»»

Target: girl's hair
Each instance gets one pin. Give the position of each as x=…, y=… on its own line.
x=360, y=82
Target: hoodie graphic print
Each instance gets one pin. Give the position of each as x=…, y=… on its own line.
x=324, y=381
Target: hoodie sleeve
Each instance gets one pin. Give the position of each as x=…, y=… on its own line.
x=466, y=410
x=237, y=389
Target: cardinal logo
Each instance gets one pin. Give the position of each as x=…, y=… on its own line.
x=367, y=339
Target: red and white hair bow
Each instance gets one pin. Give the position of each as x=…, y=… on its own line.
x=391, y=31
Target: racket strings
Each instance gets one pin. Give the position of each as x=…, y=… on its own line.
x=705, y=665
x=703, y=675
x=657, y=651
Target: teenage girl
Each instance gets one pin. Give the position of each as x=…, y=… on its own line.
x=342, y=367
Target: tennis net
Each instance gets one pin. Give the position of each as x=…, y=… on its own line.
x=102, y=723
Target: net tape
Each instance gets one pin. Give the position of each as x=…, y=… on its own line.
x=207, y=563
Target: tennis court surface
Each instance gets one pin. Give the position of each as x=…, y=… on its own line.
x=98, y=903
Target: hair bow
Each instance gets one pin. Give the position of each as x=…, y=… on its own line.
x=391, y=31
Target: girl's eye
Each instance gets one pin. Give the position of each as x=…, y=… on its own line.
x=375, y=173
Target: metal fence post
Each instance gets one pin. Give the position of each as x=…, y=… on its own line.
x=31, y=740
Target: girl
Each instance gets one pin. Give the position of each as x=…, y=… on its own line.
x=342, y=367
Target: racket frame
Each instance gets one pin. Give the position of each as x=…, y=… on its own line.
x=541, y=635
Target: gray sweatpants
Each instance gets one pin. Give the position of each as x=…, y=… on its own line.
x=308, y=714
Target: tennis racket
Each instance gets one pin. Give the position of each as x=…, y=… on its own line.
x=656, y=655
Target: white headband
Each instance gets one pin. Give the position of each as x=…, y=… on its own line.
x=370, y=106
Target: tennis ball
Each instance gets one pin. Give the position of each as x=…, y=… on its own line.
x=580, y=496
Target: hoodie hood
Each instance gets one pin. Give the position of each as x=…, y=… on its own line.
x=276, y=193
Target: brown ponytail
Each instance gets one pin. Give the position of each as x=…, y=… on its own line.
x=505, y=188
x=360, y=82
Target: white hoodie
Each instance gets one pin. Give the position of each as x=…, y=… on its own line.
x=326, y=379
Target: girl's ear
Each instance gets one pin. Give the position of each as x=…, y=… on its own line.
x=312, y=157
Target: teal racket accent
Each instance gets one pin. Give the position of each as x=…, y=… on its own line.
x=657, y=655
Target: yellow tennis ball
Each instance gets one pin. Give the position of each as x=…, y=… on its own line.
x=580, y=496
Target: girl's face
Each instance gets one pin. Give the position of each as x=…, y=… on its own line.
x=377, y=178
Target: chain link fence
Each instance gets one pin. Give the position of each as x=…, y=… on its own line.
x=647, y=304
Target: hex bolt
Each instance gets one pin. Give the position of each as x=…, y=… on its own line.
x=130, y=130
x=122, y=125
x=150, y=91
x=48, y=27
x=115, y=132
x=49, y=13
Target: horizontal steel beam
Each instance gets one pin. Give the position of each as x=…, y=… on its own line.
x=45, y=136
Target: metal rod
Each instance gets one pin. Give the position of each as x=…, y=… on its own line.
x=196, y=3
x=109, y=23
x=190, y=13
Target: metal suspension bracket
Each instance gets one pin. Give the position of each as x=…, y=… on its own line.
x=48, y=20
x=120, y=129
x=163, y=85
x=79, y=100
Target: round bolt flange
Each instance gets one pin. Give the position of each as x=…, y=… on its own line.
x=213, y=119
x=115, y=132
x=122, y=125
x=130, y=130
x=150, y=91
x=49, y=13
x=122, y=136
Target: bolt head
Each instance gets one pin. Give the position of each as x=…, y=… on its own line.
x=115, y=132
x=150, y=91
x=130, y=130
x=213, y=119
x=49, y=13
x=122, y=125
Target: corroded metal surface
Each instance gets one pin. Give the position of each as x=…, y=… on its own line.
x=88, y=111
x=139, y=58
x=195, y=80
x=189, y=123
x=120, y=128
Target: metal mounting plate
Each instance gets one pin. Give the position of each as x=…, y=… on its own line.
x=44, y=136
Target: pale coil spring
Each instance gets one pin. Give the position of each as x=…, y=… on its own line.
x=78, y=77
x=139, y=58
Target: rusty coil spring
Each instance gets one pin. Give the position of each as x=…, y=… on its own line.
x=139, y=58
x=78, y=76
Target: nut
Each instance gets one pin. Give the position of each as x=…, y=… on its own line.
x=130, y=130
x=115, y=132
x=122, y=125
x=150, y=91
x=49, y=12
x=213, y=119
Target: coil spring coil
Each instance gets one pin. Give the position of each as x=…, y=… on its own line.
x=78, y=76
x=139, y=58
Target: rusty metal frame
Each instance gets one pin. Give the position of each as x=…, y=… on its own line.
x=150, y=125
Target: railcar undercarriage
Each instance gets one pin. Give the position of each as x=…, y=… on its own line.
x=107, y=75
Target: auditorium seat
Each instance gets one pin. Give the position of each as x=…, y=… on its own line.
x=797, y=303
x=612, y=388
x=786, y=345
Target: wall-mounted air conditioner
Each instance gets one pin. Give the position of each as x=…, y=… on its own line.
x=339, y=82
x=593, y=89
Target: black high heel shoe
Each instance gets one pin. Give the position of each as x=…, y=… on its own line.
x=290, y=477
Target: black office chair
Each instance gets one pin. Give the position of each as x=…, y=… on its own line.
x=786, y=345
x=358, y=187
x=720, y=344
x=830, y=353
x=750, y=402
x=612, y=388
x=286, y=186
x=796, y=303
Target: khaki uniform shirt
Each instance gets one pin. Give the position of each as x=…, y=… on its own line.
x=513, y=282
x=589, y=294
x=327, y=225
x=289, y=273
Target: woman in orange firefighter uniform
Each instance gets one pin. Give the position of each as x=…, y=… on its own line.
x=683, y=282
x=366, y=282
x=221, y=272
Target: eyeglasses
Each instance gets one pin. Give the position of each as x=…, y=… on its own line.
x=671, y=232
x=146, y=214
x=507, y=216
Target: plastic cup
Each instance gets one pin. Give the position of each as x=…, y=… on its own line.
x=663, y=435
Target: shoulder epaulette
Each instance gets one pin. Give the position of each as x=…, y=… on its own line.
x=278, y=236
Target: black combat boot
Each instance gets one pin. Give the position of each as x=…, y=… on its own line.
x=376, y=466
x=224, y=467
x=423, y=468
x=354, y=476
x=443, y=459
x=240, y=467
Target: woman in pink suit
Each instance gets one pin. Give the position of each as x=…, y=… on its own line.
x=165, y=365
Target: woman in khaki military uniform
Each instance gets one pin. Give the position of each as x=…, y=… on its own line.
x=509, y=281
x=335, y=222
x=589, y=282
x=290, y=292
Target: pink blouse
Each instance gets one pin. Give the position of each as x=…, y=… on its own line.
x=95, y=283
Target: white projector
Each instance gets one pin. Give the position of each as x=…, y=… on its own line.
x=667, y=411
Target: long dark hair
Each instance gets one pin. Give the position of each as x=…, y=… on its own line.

««

> _What you should do_:
All of the material above should be printed again exactly as it is.

> _Answer to the exercise_:
Target: girl's hair
Each instance gets one pin. Give the position of each as x=…, y=… on its own line.
x=360, y=82
Target: hoodie graphic print
Each instance gets one pin. Give the position of each as x=…, y=… on its own line.
x=324, y=381
Target: hoodie sleeve
Each instance gets one pin. Give the position of each as x=…, y=… on its own line.
x=466, y=410
x=237, y=389
Target: cardinal logo
Each instance gets one pin. Give the position of each as x=…, y=… on its own line.
x=367, y=339
Target: red and white hair bow
Each instance gets one pin. Give the position of each as x=…, y=… on its own line.
x=391, y=31
Target: racket strings
Each instance gets one pin. Give the position of each as x=…, y=… on its own line.
x=705, y=665
x=703, y=675
x=657, y=651
Target: teenage girl
Each instance gets one pin. Give the position of each as x=…, y=… on its own line.
x=342, y=367
Target: tennis net
Each instance gets one pin. Give the position of each as x=…, y=… on its own line.
x=102, y=723
Target: net tape
Each instance gets one pin. Give the position of each as x=…, y=… on its own line.
x=207, y=563
Target: tennis court surface
Each instance gets one pin. Give the position of each as x=…, y=… on its own line.
x=98, y=903
Target: hair bow
Each instance gets one pin. Give the position of each as x=…, y=… on its own line.
x=391, y=31
Target: girl's eye
Each instance gets one pin. Give the position of each as x=…, y=… on its own line.
x=375, y=173
Target: metal fence post
Each instance gets one pin. Give the position of each as x=…, y=… on its own line.
x=31, y=740
Target: girl
Each instance gets one pin. Give the position of each as x=…, y=… on its own line.
x=342, y=367
Target: racket frame
Each instance gets one pin. Give the position of each as x=…, y=… on its own line.
x=541, y=635
Target: gray sweatpants
Each instance gets one pin. Give the position of each as x=…, y=… on its own line.
x=308, y=714
Target: tennis racket
Each instance gets one pin. Give the position of each as x=…, y=… on its own line.
x=656, y=655
Target: white headband
Each instance gets one pin. Give the position of each as x=…, y=… on its own line.
x=370, y=106
Target: tennis ball
Each instance gets one pin. Give the position of each as x=…, y=… on its own line.
x=580, y=496
Target: hoodie hood
Each instance gets one pin. Give the position of each as x=…, y=… on its own line.
x=276, y=193
Target: brown ponytail
Each instance gets one pin. Give the position of each as x=…, y=… on its own line.
x=505, y=188
x=360, y=82
Target: white hoodie
Each instance gets one pin. Give the position of each as x=…, y=… on its own line.
x=326, y=379
Target: girl's ear
Each instance gets one pin. Give the position of each as x=…, y=… on its own line.
x=312, y=157
Target: teal racket accent
Each instance gets one pin. Give the position of each as x=…, y=… on its own line.
x=657, y=655
Target: yellow tennis ball
Each instance gets one pin. Give the position of each as x=…, y=… on its own line.
x=580, y=496
Target: girl's face
Each instance gets one pin. Give the position of each as x=…, y=… on its own line.
x=377, y=178
Target: chain link fence
Each instance gets one pin. Give the position of each as x=…, y=… on its own line.
x=647, y=304
Target: hex bolt
Each instance gets one pin. Give the position of each as x=…, y=… on its own line.
x=130, y=130
x=122, y=125
x=150, y=91
x=48, y=27
x=115, y=132
x=49, y=13
Target: horizontal steel beam
Each instance gets one pin. Give the position of each as x=…, y=… on its own line.
x=45, y=136
Target: metal rod
Each instance gets one pin. Give the position of each as x=…, y=… on its own line.
x=196, y=3
x=109, y=23
x=190, y=13
Target: metal suspension bracket
Each instance gets one pin. Give the position of each as x=…, y=… on its own line.
x=48, y=20
x=120, y=129
x=163, y=85
x=79, y=100
Target: round bolt flange
Each instance gets one pin. Give the position of each as x=…, y=… on its own line.
x=213, y=119
x=115, y=132
x=122, y=125
x=130, y=130
x=150, y=91
x=49, y=13
x=122, y=136
Target: bolt head
Each instance gets one pin. Give the position of each as x=…, y=… on its own line.
x=115, y=132
x=150, y=91
x=130, y=130
x=213, y=119
x=49, y=13
x=122, y=125
Target: corroded metal surface
Each instance gets one pin. Give the position of each as x=…, y=… on its own line.
x=88, y=111
x=139, y=58
x=195, y=80
x=189, y=123
x=120, y=128
Target: metal mounting plate
Each instance gets one pin. Give the position of each as x=…, y=… on its own line.
x=44, y=136
Target: pale coil spring
Each instance gets one pin. Give the position of each as x=…, y=… on its own line.
x=78, y=77
x=139, y=58
Target: rusty coil spring
Each instance gets one pin. Give the position of each as x=…, y=… on its own line.
x=139, y=58
x=78, y=76
Target: nut
Each instance gets one pin. Give the position of each as x=…, y=… on its own line.
x=130, y=130
x=115, y=132
x=122, y=125
x=150, y=91
x=49, y=12
x=213, y=119
Target: coil spring coil
Each instance gets one pin. Give the position of each as x=…, y=… on its own line.
x=78, y=76
x=139, y=58
Target: rusty metal frame
Each instance gets one pin. Give the position of each as x=…, y=… on its own line.
x=150, y=125
Target: railcar undercarriage
Each instance gets one pin. Give the position of each as x=…, y=… on its own line.
x=107, y=75
Target: auditorium seat
Each instance gets one pin. Give the position of each as x=…, y=… on its own line.
x=797, y=303
x=612, y=388
x=786, y=345
Target: wall-mounted air conditioner
Each instance gets one pin. Give the position of each as x=…, y=… on its own line.
x=339, y=82
x=593, y=89
Target: black high heel shoe
Each instance gets one pin. Give the position of each as x=…, y=… on its own line.
x=290, y=477
Target: black office chair
Each instance gets one pin. Give the position of each as x=…, y=… on its own line.
x=786, y=345
x=358, y=187
x=720, y=344
x=830, y=353
x=750, y=402
x=612, y=388
x=286, y=186
x=796, y=303
Target: khaki uniform shirt
Each instance gets one pin. Give the position of each as x=…, y=… on its own line.
x=513, y=282
x=589, y=294
x=327, y=225
x=289, y=273
Target: woman in orange firefighter uniform
Each instance gets one pin. Give the position of each as x=…, y=… on its own line.
x=683, y=282
x=366, y=282
x=221, y=272
Target: eyeglasses
Each instance gets one pin. Give the position of each as x=…, y=… on its own line.
x=671, y=232
x=146, y=214
x=507, y=216
Target: plastic cup
Each instance gets one pin. Give the position of each as x=…, y=… on its own line.
x=663, y=435
Target: shoulder epaulette
Each instance gets one pin. Give the position of each as x=…, y=… on its own line.
x=278, y=236
Target: black combat boot
Each instance gets one pin. Give the position of each as x=…, y=… on its own line.
x=376, y=466
x=224, y=467
x=423, y=468
x=354, y=476
x=443, y=459
x=240, y=467
Target: woman in pink suit
Each instance gets one pin. Give the position of each as x=…, y=… on its own line.
x=165, y=365
Target: woman in khaki military uniform
Each instance gets one pin. Give the position of each as x=…, y=… on its own line.
x=509, y=281
x=335, y=222
x=589, y=282
x=290, y=292
Target: pink blouse
Each instance gets one pin. Give the position of each as x=…, y=… on its own line.
x=95, y=283
Target: white projector
Each instance gets one pin. Give the position of each as x=…, y=… on its own line.
x=667, y=411
Target: long dark hair
Each instance gets one pin. Give the position of each as x=…, y=… on its own line.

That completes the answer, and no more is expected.